_WRITTEN TASK:_ Copy out exactly the lines from the line containing "In this exercise you will annotate each instance of the dryer" to the end of the listing.

_MATERIAL PROVIDED:_
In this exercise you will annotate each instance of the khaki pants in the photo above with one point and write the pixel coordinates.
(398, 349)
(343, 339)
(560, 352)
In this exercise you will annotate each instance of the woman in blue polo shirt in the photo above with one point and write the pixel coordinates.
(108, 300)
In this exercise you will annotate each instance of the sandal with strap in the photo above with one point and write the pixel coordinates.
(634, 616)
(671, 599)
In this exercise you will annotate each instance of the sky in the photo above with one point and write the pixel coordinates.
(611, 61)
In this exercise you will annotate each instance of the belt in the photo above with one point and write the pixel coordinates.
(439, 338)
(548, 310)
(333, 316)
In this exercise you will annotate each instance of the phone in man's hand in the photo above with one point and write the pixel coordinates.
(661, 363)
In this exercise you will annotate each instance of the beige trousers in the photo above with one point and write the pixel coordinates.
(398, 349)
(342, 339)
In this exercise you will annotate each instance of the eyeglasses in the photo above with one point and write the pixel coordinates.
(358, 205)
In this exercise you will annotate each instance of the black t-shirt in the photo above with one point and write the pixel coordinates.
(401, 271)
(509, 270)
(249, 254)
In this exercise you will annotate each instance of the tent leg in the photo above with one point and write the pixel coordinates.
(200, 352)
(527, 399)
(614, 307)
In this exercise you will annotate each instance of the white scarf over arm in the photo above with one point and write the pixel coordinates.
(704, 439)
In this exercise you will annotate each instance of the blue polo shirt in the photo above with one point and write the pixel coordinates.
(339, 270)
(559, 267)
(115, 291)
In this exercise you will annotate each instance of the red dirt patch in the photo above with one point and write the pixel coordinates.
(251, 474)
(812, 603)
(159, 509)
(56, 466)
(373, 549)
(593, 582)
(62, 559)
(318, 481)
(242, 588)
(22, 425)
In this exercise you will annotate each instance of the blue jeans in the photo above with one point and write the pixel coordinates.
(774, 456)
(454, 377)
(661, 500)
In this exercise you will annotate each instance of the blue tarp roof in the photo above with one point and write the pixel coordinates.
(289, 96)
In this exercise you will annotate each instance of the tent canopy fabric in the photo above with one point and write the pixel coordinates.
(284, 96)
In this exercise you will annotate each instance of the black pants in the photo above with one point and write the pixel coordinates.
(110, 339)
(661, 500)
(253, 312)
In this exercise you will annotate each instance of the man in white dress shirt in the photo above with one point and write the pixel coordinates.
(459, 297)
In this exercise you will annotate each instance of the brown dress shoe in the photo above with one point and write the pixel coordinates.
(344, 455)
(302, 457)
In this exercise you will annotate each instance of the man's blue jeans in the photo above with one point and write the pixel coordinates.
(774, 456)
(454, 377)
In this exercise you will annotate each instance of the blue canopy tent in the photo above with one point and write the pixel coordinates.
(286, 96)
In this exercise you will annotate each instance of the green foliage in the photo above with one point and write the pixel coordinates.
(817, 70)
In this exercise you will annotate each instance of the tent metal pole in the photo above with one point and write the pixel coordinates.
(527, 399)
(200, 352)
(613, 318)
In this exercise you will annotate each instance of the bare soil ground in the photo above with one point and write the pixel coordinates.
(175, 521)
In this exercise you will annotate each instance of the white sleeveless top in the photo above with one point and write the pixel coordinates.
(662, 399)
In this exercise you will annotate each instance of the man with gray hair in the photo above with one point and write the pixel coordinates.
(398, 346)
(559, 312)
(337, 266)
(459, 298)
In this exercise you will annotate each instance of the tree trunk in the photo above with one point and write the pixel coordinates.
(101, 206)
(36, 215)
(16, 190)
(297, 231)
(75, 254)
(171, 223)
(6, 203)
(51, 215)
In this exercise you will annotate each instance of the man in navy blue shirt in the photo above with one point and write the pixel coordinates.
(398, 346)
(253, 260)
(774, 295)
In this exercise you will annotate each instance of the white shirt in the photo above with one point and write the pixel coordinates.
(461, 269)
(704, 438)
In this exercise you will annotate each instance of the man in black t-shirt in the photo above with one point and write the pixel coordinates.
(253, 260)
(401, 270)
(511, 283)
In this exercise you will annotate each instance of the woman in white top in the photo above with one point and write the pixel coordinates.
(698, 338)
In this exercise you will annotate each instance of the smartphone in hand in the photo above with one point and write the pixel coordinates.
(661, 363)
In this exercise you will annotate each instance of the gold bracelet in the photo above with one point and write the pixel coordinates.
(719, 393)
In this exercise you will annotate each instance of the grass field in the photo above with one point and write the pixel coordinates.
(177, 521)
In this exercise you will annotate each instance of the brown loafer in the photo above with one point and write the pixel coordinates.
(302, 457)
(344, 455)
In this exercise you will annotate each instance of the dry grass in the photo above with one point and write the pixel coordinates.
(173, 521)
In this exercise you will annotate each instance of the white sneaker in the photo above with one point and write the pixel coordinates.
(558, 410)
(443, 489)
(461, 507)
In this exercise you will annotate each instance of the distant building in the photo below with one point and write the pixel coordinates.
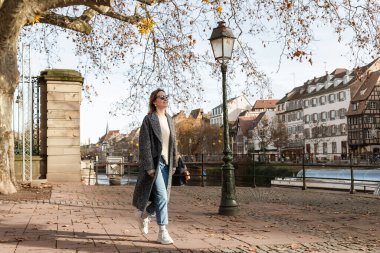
(234, 105)
(315, 113)
(364, 117)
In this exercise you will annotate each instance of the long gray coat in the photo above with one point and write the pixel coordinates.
(150, 146)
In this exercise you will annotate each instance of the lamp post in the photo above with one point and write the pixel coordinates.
(222, 43)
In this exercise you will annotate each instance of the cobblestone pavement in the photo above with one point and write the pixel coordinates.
(80, 218)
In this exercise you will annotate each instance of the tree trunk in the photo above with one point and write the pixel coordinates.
(7, 174)
(8, 82)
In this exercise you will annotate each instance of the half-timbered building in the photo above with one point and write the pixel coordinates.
(364, 117)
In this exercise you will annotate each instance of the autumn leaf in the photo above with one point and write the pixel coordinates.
(36, 19)
(298, 53)
(146, 26)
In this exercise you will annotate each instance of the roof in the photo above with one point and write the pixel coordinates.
(245, 123)
(336, 76)
(231, 100)
(196, 112)
(109, 135)
(365, 89)
(265, 103)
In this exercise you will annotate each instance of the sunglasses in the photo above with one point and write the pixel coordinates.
(163, 97)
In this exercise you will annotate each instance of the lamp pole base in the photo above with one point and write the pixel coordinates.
(231, 210)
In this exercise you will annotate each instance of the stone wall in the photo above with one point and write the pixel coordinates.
(60, 124)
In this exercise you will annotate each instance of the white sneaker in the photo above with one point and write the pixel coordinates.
(143, 221)
(164, 237)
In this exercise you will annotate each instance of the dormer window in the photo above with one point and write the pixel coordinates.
(332, 98)
(371, 105)
(314, 102)
(342, 96)
(322, 100)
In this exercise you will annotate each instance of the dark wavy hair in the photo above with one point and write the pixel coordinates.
(152, 98)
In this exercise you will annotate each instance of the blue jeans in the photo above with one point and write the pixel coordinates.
(160, 195)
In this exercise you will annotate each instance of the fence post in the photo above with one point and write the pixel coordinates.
(203, 182)
(96, 169)
(89, 173)
(254, 171)
(303, 172)
(352, 190)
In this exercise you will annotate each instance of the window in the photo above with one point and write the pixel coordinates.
(322, 100)
(323, 116)
(332, 98)
(332, 114)
(342, 96)
(368, 134)
(371, 105)
(343, 128)
(307, 133)
(342, 113)
(324, 148)
(314, 102)
(307, 118)
(316, 148)
(315, 117)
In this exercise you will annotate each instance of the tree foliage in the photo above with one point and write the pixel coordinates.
(164, 43)
(196, 136)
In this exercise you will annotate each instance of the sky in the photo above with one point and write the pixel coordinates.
(327, 56)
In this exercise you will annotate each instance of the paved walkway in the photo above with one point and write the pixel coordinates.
(81, 218)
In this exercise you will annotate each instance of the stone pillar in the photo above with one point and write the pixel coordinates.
(60, 124)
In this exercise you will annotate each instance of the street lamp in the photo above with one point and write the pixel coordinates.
(222, 43)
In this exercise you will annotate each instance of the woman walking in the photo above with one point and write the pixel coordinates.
(158, 161)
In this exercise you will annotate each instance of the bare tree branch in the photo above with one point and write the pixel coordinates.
(51, 4)
(112, 14)
(76, 24)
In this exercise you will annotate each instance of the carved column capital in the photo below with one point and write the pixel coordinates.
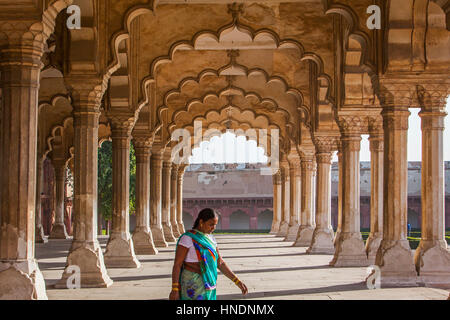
(433, 97)
(277, 177)
(395, 119)
(174, 175)
(326, 144)
(395, 93)
(352, 125)
(375, 125)
(142, 147)
(86, 93)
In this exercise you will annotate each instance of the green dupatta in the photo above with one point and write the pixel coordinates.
(207, 256)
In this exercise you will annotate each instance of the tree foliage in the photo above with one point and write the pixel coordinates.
(105, 190)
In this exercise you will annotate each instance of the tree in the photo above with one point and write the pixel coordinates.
(105, 191)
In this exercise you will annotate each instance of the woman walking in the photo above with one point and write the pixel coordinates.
(197, 258)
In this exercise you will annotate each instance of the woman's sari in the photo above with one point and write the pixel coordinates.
(193, 285)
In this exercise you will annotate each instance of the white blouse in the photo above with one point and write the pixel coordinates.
(186, 242)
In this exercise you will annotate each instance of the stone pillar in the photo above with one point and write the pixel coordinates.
(85, 252)
(20, 64)
(307, 226)
(350, 250)
(376, 195)
(294, 199)
(155, 198)
(142, 235)
(165, 200)
(323, 236)
(120, 250)
(276, 203)
(285, 186)
(180, 224)
(173, 201)
(40, 237)
(432, 258)
(340, 194)
(59, 228)
(394, 256)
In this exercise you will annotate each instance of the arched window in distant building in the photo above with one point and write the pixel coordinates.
(239, 220)
(265, 220)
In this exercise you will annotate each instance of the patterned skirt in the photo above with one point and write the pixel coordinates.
(192, 286)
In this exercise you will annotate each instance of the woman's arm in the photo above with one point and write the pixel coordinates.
(179, 259)
(223, 267)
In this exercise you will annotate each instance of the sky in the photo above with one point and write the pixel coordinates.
(229, 149)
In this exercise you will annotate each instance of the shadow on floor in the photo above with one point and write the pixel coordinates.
(255, 248)
(280, 293)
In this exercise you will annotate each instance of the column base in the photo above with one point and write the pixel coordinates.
(58, 232)
(322, 242)
(168, 235)
(120, 251)
(394, 257)
(40, 236)
(292, 233)
(372, 245)
(350, 251)
(21, 280)
(284, 227)
(432, 260)
(158, 237)
(88, 257)
(275, 227)
(143, 242)
(304, 236)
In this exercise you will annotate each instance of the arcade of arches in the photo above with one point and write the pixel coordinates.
(141, 69)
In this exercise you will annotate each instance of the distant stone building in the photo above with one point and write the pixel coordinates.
(244, 197)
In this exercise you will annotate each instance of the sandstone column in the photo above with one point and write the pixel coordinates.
(394, 255)
(340, 194)
(59, 228)
(20, 64)
(155, 197)
(165, 199)
(432, 258)
(180, 223)
(350, 250)
(40, 237)
(376, 194)
(306, 229)
(294, 199)
(85, 253)
(120, 250)
(142, 235)
(276, 202)
(173, 201)
(285, 186)
(323, 236)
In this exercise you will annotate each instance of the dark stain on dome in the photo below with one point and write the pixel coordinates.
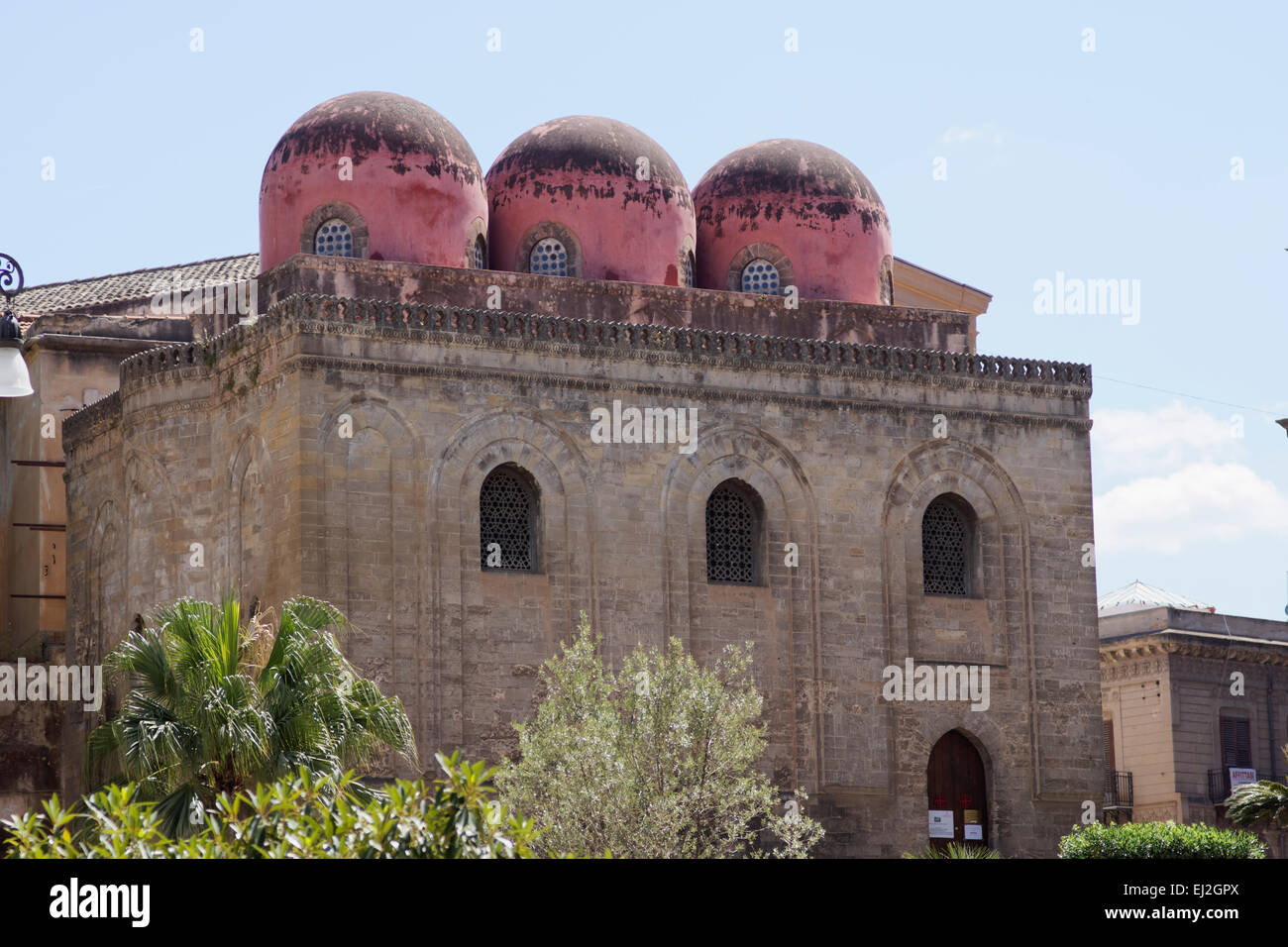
(593, 147)
(361, 124)
(803, 179)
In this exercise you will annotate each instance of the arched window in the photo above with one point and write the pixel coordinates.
(334, 239)
(507, 521)
(945, 545)
(549, 257)
(760, 275)
(733, 534)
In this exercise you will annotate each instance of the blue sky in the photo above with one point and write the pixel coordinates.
(1107, 163)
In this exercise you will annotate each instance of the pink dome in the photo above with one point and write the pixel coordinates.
(410, 188)
(786, 213)
(590, 197)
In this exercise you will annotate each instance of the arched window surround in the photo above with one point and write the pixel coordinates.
(344, 211)
(476, 236)
(542, 231)
(734, 534)
(760, 250)
(510, 515)
(948, 554)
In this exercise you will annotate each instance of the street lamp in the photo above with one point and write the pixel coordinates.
(14, 380)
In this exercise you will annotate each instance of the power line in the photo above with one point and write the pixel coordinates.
(1183, 394)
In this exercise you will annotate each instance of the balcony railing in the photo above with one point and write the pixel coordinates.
(1119, 789)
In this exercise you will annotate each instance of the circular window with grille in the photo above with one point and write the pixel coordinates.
(733, 528)
(760, 275)
(507, 521)
(944, 549)
(334, 239)
(549, 257)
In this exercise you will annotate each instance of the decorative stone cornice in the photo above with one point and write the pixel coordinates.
(1267, 652)
(539, 333)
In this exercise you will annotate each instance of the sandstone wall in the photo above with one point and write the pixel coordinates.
(237, 446)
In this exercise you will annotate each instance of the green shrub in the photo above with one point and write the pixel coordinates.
(303, 815)
(656, 761)
(954, 851)
(1159, 840)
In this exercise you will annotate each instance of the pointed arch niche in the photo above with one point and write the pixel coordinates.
(977, 626)
(780, 611)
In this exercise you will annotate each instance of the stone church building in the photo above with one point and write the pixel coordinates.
(803, 449)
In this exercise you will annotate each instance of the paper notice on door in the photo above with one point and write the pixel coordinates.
(940, 823)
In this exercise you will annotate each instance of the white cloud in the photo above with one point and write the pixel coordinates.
(1197, 505)
(1128, 441)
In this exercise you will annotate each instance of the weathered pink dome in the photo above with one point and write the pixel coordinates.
(373, 174)
(591, 197)
(787, 213)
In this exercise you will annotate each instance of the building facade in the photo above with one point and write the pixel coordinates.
(429, 423)
(1192, 706)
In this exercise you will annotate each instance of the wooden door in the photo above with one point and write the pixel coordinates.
(956, 783)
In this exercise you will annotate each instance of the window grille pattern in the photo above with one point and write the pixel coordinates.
(507, 513)
(334, 239)
(549, 257)
(730, 536)
(944, 538)
(760, 275)
(1235, 742)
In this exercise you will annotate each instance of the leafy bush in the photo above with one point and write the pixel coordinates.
(1263, 800)
(1158, 840)
(656, 762)
(954, 851)
(303, 815)
(218, 703)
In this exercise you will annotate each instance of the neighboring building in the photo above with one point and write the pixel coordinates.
(406, 429)
(1192, 706)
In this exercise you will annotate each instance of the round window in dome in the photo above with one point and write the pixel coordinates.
(334, 239)
(760, 275)
(549, 257)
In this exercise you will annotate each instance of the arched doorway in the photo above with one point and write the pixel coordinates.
(956, 784)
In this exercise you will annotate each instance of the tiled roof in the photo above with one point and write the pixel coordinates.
(121, 287)
(1140, 595)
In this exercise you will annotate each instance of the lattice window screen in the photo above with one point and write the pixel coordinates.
(730, 536)
(944, 536)
(507, 513)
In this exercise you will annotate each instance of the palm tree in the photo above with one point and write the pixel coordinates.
(1257, 801)
(217, 707)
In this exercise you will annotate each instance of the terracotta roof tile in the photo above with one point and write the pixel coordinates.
(121, 287)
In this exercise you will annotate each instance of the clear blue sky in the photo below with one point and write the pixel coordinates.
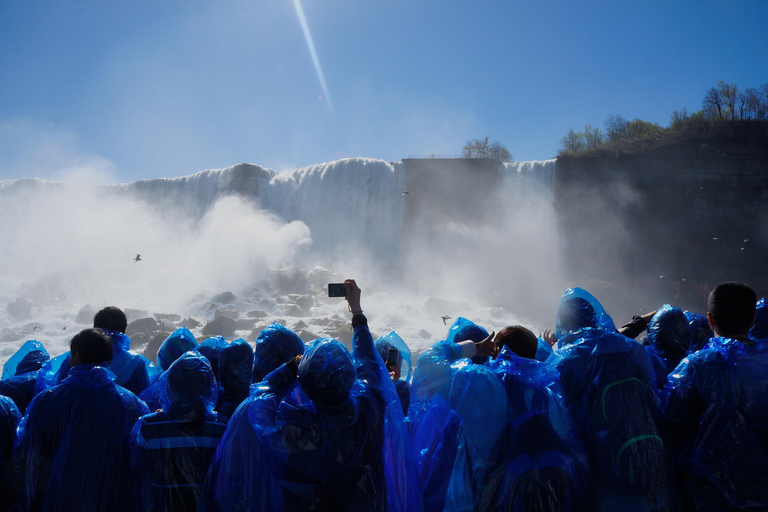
(118, 90)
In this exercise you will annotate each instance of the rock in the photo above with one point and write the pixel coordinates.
(20, 309)
(228, 312)
(147, 324)
(288, 310)
(85, 315)
(135, 314)
(171, 317)
(190, 323)
(221, 326)
(224, 298)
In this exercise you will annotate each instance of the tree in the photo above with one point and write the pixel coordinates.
(477, 148)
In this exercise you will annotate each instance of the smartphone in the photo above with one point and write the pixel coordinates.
(392, 356)
(337, 290)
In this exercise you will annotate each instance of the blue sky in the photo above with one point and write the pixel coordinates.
(118, 90)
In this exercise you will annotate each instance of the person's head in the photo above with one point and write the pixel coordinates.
(275, 346)
(669, 332)
(519, 340)
(90, 346)
(188, 384)
(326, 372)
(111, 318)
(731, 310)
(180, 341)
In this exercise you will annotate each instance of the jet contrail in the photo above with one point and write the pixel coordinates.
(312, 52)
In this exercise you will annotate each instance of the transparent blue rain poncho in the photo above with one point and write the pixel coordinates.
(172, 449)
(132, 371)
(759, 331)
(543, 465)
(701, 333)
(402, 386)
(275, 346)
(579, 309)
(9, 420)
(72, 447)
(211, 349)
(331, 438)
(669, 337)
(21, 371)
(434, 425)
(180, 341)
(610, 389)
(235, 368)
(716, 402)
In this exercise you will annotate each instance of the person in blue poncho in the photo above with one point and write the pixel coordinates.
(400, 368)
(669, 337)
(275, 346)
(717, 403)
(321, 432)
(9, 420)
(181, 340)
(172, 449)
(610, 389)
(72, 447)
(235, 367)
(20, 386)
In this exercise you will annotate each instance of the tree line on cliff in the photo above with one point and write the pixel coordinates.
(727, 114)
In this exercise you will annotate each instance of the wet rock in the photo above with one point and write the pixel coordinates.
(222, 326)
(19, 309)
(85, 315)
(224, 298)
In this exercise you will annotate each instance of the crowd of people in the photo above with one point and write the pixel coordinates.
(582, 418)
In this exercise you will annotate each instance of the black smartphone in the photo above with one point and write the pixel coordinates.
(392, 356)
(336, 290)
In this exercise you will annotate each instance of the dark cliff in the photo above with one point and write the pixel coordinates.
(673, 220)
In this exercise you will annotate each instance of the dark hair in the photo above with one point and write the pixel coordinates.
(733, 308)
(93, 346)
(111, 318)
(520, 340)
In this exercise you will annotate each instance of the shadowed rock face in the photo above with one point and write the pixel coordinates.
(693, 213)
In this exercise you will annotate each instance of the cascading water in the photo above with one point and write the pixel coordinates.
(67, 245)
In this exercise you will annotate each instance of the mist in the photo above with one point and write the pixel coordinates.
(269, 238)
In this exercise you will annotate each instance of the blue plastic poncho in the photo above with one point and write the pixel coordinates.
(9, 420)
(434, 425)
(301, 444)
(172, 449)
(24, 367)
(544, 465)
(716, 401)
(759, 331)
(72, 447)
(132, 371)
(669, 338)
(211, 349)
(275, 346)
(580, 309)
(610, 390)
(235, 368)
(701, 333)
(402, 386)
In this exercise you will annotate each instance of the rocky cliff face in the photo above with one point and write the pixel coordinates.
(674, 219)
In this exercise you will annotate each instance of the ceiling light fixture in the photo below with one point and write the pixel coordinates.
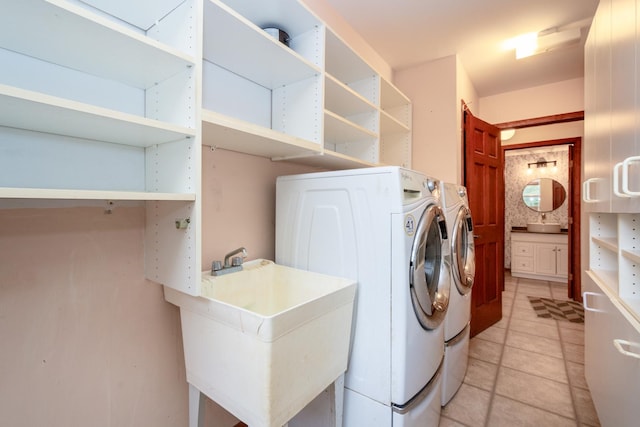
(507, 134)
(542, 163)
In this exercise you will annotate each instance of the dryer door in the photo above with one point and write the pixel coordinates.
(463, 251)
(429, 299)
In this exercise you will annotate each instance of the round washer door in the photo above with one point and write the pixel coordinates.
(429, 299)
(463, 251)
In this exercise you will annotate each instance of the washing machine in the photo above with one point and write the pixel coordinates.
(461, 257)
(384, 228)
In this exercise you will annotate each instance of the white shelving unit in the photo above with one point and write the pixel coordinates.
(315, 101)
(113, 100)
(99, 101)
(611, 280)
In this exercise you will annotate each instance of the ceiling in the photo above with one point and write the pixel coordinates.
(410, 32)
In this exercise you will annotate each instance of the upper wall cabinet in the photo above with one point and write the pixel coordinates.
(312, 99)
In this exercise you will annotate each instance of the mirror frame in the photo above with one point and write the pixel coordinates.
(557, 193)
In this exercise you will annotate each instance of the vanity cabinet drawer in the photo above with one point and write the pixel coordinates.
(522, 263)
(522, 248)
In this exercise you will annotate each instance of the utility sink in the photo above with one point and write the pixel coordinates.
(543, 227)
(265, 341)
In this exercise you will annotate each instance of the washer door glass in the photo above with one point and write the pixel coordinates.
(463, 251)
(429, 301)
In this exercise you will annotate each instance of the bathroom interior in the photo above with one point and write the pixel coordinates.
(520, 170)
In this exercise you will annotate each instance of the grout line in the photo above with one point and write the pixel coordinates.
(506, 332)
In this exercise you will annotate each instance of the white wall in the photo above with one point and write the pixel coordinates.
(436, 89)
(555, 98)
(328, 14)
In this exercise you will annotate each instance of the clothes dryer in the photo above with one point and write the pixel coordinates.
(382, 227)
(462, 259)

_TASK OUTPUT:_
In this exercise you will annotate each instance of the dryer door in the photo above with one point and write the pixel coordinates.
(463, 251)
(429, 299)
In this exercise you will annotate each instance of the round washer door in the photo above with one point and write the pixel coordinates.
(429, 299)
(463, 251)
In this exercise you will annotate each instance of the washing machine in the photo above with one point and write the pixel coordinates.
(461, 257)
(384, 228)
In this exercise you will annotate each instance of the white shelving unit in the photo above with one point and write the pixel coordinates.
(315, 101)
(113, 100)
(99, 101)
(611, 280)
In this exercise you will annotate each instance of the ceiling in the photo above with one point and write the pixel coordinates.
(410, 32)
In this exercise you will annotate each instance of the upper wall cabinet in the photo above with one point and write the pixel coordinates.
(312, 99)
In this exercise you will annotate each instance of the mirror frame in the photo above with one point and write the pixel coordinates.
(557, 193)
In this exercise you will annotate each instance of the vanity cabinet drawer in the photo above with one point and write the pixel coordinates.
(522, 263)
(522, 248)
In this exercise you will annotate each instance of the utility sink in the photo above with one point and write the pixel coordinates.
(543, 227)
(265, 341)
In this exercise you will annotate each instance of the washer door glass in the photo above with one point and write the pixel coordinates.
(463, 251)
(429, 301)
In this exercise you will annotate each instance of the bathroom interior in the photo above with one point and write the pixel coordinates.
(520, 170)
In this exercise you will annotate each instance of the grout line in the photo above with one point and write the pixel coordinates.
(506, 332)
In this exercise you will annotate each instance of the white wall in the photo above with one point and write the pixel coordinates.
(436, 89)
(555, 98)
(328, 14)
In this exercise you will annotate each instance of the clothes dryer in the photo above with one point and write the pixel coordinates.
(382, 227)
(462, 259)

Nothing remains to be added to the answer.